**WHAT IS BEING ASKED**
Filter these entries, keeping only lines that hold the word "below".

══════════════════════════════

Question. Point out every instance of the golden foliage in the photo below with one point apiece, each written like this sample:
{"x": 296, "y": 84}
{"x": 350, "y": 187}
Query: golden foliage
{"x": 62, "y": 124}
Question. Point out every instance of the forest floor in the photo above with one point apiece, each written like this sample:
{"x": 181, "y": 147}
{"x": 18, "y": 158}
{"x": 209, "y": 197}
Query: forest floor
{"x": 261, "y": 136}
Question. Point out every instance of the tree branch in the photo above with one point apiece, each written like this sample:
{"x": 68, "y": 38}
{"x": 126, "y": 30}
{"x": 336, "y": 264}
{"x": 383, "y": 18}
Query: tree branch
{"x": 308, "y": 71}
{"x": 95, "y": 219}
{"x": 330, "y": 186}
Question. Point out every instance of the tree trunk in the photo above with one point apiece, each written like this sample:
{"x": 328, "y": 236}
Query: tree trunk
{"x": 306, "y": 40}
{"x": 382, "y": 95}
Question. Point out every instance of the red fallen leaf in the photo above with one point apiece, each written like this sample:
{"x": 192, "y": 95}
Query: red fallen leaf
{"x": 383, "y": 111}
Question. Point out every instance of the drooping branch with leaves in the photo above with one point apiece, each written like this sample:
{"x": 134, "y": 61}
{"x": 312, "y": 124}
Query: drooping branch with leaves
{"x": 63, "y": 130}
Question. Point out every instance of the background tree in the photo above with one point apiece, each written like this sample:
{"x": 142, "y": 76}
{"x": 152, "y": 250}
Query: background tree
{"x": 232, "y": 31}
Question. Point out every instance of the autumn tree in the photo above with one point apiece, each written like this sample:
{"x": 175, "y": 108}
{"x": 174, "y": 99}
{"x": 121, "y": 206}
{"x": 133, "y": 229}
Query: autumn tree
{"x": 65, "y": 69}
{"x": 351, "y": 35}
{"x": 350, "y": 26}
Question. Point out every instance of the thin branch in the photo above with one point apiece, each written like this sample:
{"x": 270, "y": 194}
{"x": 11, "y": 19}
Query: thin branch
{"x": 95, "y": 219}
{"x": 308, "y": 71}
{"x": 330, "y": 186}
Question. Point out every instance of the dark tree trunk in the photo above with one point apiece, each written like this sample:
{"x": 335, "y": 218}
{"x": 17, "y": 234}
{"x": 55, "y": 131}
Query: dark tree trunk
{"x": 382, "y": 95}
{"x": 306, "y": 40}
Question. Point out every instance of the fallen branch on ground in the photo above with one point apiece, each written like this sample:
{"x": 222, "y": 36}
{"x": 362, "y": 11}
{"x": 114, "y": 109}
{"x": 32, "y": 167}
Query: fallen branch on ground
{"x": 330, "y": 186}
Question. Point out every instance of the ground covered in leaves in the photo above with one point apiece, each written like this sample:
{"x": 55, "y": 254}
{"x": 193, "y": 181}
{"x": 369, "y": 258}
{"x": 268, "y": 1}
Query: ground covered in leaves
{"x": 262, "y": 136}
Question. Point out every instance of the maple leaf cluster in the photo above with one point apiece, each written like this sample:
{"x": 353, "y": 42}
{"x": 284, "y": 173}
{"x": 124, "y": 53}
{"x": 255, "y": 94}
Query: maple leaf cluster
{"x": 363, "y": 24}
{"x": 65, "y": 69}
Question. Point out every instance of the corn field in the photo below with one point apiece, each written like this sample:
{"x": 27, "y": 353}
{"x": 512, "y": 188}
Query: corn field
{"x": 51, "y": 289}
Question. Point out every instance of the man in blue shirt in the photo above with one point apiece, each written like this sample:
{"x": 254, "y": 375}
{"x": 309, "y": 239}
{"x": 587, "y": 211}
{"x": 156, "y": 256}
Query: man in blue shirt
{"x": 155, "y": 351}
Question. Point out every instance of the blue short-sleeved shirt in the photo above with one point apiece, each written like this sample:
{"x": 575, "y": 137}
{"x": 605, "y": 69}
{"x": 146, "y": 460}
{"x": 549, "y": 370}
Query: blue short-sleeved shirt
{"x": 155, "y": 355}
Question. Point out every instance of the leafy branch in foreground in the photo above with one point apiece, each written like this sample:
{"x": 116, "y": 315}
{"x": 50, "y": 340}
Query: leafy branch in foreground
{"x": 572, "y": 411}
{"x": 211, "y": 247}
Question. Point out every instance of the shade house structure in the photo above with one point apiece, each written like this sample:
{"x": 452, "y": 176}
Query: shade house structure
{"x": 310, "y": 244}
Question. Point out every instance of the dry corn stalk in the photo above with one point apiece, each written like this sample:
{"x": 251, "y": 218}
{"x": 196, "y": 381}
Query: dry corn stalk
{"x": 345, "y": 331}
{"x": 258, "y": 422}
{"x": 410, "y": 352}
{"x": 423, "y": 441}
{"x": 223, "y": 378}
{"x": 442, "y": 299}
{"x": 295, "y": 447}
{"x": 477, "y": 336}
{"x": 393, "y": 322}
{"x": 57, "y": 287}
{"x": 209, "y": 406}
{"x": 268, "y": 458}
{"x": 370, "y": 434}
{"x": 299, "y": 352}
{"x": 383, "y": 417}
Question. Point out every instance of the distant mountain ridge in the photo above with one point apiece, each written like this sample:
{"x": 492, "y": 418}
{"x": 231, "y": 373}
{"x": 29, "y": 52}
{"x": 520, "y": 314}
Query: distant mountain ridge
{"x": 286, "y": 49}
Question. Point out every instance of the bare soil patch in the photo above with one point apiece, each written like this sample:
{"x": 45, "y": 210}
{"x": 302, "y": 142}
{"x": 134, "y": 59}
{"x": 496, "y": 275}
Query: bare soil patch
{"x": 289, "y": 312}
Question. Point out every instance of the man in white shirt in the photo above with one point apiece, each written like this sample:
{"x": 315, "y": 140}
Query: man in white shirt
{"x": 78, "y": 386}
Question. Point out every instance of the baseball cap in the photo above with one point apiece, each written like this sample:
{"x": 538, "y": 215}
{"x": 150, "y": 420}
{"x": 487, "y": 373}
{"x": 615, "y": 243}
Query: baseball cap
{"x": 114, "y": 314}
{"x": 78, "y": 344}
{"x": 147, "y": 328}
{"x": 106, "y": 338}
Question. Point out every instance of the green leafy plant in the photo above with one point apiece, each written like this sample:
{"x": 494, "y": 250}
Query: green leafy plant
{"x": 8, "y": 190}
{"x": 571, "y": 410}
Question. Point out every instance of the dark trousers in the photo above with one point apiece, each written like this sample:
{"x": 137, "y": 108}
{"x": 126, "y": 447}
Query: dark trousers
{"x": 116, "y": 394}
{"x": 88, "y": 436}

══════════════════════════════

**SOLUTION TO THE PROBLEM**
Question. Point out every instance of the golden foliage in the photo below with one point apiece, each written like this sample:
Question. Point out every instance of the corn field in the photo below with one point apiece, each written like this sample:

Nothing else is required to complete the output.